Extracted text:
____

The aim of this study was to describe rates of attention-deficit/hyperactivity disorder (ADHD) medication treatment and relevant school services use during a 2-year period, and to examine independent predictors of these interventions.


Parent and child interviews (n = 266) and follow-up 12-month telephone surveys (n = 220) were conducted among a high-risk sample, selected from a districtwide, stratified, random sample of elementary-school students screened for ADHD risk. Medication treatment status and school services use were assessed from multiple sources, and their predictors were identified by logistic regression modeling, adjusting for sociodemographic and parental characteristics, as well as clinical-need variables.

____

Records supplied:
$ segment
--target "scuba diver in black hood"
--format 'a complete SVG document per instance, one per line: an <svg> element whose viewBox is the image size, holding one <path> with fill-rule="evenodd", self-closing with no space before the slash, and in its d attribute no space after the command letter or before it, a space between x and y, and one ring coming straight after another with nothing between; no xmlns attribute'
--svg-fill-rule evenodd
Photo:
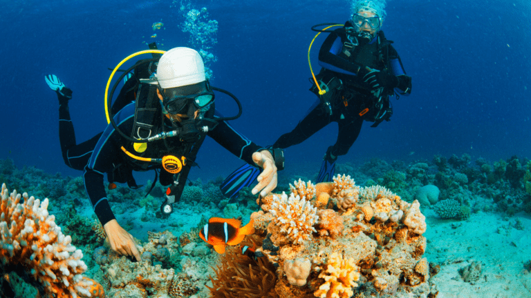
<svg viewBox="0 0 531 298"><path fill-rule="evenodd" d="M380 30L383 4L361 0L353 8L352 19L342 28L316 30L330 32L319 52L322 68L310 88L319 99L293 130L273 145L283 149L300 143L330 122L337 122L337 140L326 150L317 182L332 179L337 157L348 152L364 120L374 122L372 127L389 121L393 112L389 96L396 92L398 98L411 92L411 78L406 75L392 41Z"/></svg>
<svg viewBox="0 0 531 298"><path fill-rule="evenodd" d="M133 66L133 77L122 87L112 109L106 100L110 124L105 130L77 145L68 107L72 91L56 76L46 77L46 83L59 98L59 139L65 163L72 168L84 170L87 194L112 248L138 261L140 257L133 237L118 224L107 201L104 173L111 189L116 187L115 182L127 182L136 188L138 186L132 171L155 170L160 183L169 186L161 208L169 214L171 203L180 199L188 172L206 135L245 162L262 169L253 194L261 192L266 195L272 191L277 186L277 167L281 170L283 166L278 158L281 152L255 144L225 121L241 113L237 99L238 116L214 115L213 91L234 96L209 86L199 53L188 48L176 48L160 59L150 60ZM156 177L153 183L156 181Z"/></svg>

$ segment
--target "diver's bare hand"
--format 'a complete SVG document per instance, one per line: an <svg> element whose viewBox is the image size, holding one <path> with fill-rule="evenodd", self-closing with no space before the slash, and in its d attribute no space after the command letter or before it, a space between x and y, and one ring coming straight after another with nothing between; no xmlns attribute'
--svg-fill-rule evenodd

____

Required actions:
[1] Return the stretch of the ADHD study abstract from "The aim of this" through "of these interventions.".
[2] Answer these questions from the ADHD study abstract:
(a) Over how long a period did the study describe treatment and school services rates?
(b) How many parent and child interviews were conducted?
(c) What method was used to identify the predictors?
[3] Extend the ADHD study abstract beyond its final sentence.
The records have nothing to do with the ADHD study abstract.

Response list:
[1]
The aim of this study was to describe rates of attention-deficit/hyperactivity disorder (ADHD) medication treatment and relevant school services use during a 2-year period, and to examine independent predictors of these interventions.

[2]
(a) A 2-year period.
(b) 266.
(c) Logistic regression modeling.

[3]
Approximately one third (35%) of the children received ADHD medications during a 2-year period, and of those treated at Time 2, approximately one third (36%) were no longer on medications at Time 3. Boys were more than twice as likely to receive ADHD medication as girls. Approximately one quarter (28%) of the children accessed school services and continued their use over 2 years. African-American youths were more likely to receive school services than were Caucasian children.


In this elementary school-district high-risk sample, care for ADHD was remarkable for underuse and attrition of medication treatment, as well as poor linkage to relevant school services. Interventions to improve ADHD care should include supports to access and sustain medication treatment, as well as link with school services, especially for girls.